Dataset:

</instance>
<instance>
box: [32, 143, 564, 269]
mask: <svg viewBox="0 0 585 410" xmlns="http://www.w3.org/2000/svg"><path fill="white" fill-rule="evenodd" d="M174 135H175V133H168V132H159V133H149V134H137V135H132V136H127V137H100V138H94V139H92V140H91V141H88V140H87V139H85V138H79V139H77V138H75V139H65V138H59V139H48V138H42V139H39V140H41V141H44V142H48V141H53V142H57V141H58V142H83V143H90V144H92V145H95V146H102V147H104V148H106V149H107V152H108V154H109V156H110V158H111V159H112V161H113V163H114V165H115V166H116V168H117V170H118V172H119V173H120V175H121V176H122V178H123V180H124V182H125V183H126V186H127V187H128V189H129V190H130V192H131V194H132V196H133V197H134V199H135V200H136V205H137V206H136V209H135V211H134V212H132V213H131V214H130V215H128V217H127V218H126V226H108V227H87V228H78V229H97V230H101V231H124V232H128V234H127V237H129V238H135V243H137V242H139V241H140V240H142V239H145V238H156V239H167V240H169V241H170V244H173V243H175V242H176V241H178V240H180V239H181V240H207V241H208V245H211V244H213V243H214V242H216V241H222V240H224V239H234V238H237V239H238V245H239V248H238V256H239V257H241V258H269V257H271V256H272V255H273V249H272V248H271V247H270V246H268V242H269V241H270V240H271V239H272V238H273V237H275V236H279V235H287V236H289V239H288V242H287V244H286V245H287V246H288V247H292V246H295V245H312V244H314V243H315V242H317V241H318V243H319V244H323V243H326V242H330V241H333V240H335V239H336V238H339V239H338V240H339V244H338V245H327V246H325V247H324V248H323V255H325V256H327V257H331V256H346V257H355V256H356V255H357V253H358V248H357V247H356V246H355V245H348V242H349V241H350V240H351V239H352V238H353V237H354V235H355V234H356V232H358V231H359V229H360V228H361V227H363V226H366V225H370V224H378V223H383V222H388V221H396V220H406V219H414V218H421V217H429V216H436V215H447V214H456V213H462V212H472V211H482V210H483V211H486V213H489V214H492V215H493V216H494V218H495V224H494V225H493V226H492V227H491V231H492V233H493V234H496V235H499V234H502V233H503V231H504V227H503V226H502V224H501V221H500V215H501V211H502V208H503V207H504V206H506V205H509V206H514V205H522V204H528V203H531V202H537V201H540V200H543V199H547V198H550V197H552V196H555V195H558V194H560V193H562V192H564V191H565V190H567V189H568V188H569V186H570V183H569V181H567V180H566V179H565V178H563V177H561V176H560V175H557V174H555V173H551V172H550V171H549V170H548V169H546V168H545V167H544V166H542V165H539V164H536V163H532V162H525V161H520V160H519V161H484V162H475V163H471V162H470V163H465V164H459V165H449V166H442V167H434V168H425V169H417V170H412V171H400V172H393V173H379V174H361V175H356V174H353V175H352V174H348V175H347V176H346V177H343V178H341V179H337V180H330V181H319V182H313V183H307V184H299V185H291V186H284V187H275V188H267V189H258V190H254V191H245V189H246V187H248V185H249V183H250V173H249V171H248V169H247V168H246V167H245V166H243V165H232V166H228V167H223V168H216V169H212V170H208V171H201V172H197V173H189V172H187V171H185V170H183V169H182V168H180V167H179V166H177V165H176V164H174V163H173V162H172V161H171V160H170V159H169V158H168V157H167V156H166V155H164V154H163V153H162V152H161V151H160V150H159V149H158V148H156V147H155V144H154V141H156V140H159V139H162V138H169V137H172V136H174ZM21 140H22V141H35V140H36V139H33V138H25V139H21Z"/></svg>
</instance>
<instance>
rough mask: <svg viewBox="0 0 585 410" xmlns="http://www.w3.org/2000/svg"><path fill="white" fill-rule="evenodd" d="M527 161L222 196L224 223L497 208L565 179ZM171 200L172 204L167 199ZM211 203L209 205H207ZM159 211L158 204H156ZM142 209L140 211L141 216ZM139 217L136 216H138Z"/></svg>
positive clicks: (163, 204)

What you have to do: Repeat the records exactly, leaving out none of them.

Output for this task:
</instance>
<instance>
box: [32, 143, 564, 269]
mask: <svg viewBox="0 0 585 410" xmlns="http://www.w3.org/2000/svg"><path fill="white" fill-rule="evenodd" d="M174 135H175V133H168V132H159V133H149V134H137V135H132V136H127V137H100V138H94V139H92V140H91V141H88V140H87V139H85V138H79V139H77V138H75V139H65V138H59V139H48V138H42V139H39V140H41V141H44V142H48V141H53V142H57V141H58V142H83V143H90V144H92V145H95V146H102V147H104V148H106V149H107V152H108V154H109V156H110V158H111V159H112V161H113V163H114V165H115V166H116V168H117V170H118V172H119V173H120V175H121V176H122V178H123V180H124V182H125V183H126V186H127V187H128V189H129V190H130V192H131V194H132V196H133V197H134V199H135V200H136V205H137V206H136V209H135V211H134V212H132V213H131V214H130V215H128V217H127V218H126V226H108V227H87V228H78V229H97V230H101V231H124V232H128V234H127V237H129V238H135V243H137V242H139V241H140V240H142V239H145V238H156V239H167V240H169V241H170V244H173V243H175V242H176V241H178V240H180V239H181V240H207V241H208V245H211V244H213V243H214V242H216V241H222V240H224V239H234V238H237V239H238V245H239V248H238V256H239V257H241V258H269V257H271V256H272V255H273V249H272V248H271V247H270V246H268V242H269V241H270V240H271V239H272V238H273V237H275V236H279V235H287V236H289V239H288V242H287V244H286V245H287V246H288V247H292V246H295V245H312V244H314V243H315V242H317V241H318V243H319V244H323V243H326V242H330V241H333V240H335V239H336V238H339V239H338V240H339V244H338V245H327V246H325V247H324V248H323V255H325V256H327V257H331V256H346V257H355V256H356V255H357V253H358V248H357V247H356V246H355V245H348V242H349V241H350V240H351V239H352V238H353V237H354V235H355V234H356V232H358V231H359V229H360V228H361V227H363V226H366V225H370V224H378V223H383V222H388V221H396V220H406V219H414V218H421V217H429V216H436V215H447V214H456V213H462V212H472V211H482V210H483V211H486V213H489V214H492V215H493V216H494V218H495V224H494V225H493V226H492V227H491V231H492V233H493V234H496V235H499V234H502V233H503V231H504V227H503V226H502V224H501V221H500V215H501V211H502V208H503V207H504V206H506V205H509V206H514V205H522V204H528V203H531V202H537V201H540V200H543V199H547V198H550V197H552V196H555V195H558V194H560V193H562V192H564V191H565V190H567V189H568V188H569V186H570V183H569V181H567V180H566V179H565V178H563V177H561V176H560V175H557V174H555V173H551V172H550V171H549V170H548V169H546V168H545V167H544V166H542V165H539V164H536V163H532V162H525V161H520V160H519V161H484V162H475V163H471V162H470V163H465V164H459V165H449V166H442V167H434V168H425V169H417V170H412V171H400V172H393V173H379V174H361V175H356V174H353V175H352V174H348V175H347V176H346V177H343V178H341V179H337V180H330V181H319V182H313V183H307V184H299V185H291V186H284V187H275V188H267V189H258V190H254V191H245V189H246V187H248V185H249V183H250V173H249V171H248V169H247V168H246V167H245V166H243V165H232V166H228V167H223V168H216V169H212V170H208V171H201V172H197V173H189V172H187V171H185V170H183V169H182V168H180V167H179V166H177V165H176V164H174V163H173V162H172V161H171V160H170V159H169V158H168V157H167V156H166V155H164V154H163V153H162V152H161V151H160V150H159V149H158V148H156V147H155V144H154V141H156V140H159V139H162V138H169V137H172V136H174ZM21 140H22V141H35V140H36V139H33V138H25V139H21Z"/></svg>
</instance>
<instance>
rough mask: <svg viewBox="0 0 585 410" xmlns="http://www.w3.org/2000/svg"><path fill="white" fill-rule="evenodd" d="M527 161L222 196L224 223L497 208L565 179ZM171 200L172 204L167 199ZM211 203L209 205H207ZM159 211L158 204H156ZM142 209L140 211L141 216ZM139 217L136 216H138Z"/></svg>
positive clicks: (163, 204)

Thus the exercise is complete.